Caston's name derives from the Old English for "Catt's enclosure", with Catt, referring to wild cats, probably being a nickname. In the Domesday Book the village is recorded as a settlement of 57 households in the hundred of Wayland; a church and a mill were recorded. It was divided between the estates of William the Conqueror and William de Warenne.

The three-tiered base of a medieval stone cross close to the church is the remains of a cross which is thought to have been a waypoint for pilgrims travelling to Walsingham Priory. The shaft was removed in the 19th century by which point it had become dangerous. The remains are a scheduled monument.

During the sixteenth century, Caston was the residence of Edward Gilman, who was one of the earliest recorded ancestors of Abraham Lincoln.

By 1848, the village had a population of 513. Caston Windmill was built in the nineteenth century for Edward Wyer. Today, the mill is in private ownership and is Grade II listed.

==Amenities==
The Church of the Holy Cross dates from the 13th century, although an older church probably stood on the same site. The building has been Grade I listed since 1958. The church was heavily restored in 1850s and features several medieval stained-glass roundels which were re-set after damage during the Second World War. The church also has a grand candelabra, believed to have come which originally from Hampton Court Palace via Cheshunt in Hertfordshire.

Caston school is a voluntary aided primary school. It serves the village and surrounding area. After leaving primary school, children usually transfer to Wayland Academy in Watton.
****
* Tasks to carry out:
(a) From the Caston text above, write out the part starting with "By 1848, the" and going on through "Academy in Watton.".
(b) Translate this sentence from the Caston text above into French: "By 1848, the village had a population of 513."

* Dataset entries:
****
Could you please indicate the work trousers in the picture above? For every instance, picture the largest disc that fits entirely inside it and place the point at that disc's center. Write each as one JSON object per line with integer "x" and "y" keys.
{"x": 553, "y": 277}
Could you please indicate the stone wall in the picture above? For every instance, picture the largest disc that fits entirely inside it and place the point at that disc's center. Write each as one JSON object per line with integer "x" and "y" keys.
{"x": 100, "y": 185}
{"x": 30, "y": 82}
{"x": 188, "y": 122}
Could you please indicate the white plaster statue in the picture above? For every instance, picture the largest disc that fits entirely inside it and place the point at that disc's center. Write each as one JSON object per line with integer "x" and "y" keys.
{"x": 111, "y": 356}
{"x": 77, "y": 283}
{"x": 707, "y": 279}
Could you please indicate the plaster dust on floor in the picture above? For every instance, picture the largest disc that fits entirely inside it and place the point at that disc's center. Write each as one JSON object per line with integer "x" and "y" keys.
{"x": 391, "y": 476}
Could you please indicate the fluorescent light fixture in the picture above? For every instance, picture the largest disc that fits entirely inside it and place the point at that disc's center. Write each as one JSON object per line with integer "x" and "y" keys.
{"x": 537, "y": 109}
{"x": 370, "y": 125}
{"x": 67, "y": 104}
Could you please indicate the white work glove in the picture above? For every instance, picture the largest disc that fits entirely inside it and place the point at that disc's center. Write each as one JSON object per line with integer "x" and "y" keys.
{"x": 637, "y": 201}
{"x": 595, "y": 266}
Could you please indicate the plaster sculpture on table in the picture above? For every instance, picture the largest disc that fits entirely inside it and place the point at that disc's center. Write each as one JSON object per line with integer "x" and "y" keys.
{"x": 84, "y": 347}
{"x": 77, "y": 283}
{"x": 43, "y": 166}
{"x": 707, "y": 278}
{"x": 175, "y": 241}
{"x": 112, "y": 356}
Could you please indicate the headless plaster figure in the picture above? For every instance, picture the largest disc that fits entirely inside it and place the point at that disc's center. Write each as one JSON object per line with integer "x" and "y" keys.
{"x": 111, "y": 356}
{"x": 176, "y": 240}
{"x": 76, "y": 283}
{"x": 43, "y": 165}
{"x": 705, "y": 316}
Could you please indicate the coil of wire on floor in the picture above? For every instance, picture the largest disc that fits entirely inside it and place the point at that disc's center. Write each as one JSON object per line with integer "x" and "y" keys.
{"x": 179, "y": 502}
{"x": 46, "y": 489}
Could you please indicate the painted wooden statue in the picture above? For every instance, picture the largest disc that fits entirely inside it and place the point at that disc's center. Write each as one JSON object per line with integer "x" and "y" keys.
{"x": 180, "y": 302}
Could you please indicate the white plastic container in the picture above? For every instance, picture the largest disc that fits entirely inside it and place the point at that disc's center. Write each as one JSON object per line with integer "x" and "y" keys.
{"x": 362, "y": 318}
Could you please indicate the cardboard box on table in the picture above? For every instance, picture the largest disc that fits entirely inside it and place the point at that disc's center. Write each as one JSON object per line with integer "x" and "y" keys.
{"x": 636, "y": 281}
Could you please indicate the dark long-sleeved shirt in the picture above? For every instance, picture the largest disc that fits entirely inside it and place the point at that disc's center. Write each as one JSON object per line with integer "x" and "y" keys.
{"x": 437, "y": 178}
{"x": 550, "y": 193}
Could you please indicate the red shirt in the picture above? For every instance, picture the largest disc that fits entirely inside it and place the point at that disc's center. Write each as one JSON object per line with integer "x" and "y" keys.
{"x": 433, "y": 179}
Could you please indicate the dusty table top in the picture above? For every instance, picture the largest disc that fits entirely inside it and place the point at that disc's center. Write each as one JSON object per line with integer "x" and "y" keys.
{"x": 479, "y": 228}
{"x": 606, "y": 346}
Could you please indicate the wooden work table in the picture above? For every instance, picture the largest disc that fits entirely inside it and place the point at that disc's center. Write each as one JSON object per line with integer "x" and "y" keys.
****
* Task results:
(a)
By 1848, the village had a population of 513. Caston Windmill was built in the nineteenth century for Edward Wyer. Today, the mill is in private ownership and is Grade II listed.

==Amenities==
The Church of the Holy Cross dates from the 13th century, although an older church probably stood on the same site. The building has been Grade I listed since 1958. The church was heavily restored in 1850s and features several medieval stained-glass roundels which were re-set after damage during the Second World War. The church also has a grand candelabra, believed to have come which originally from Hampton Court Palace via Cheshunt in Hertfordshire.

Caston school is a voluntary aided primary school. It serves the village and surrounding area. After leaving primary school, children usually transfer to Wayland Academy in Watton.

(b) En 1848, le village comptait 513 habitants.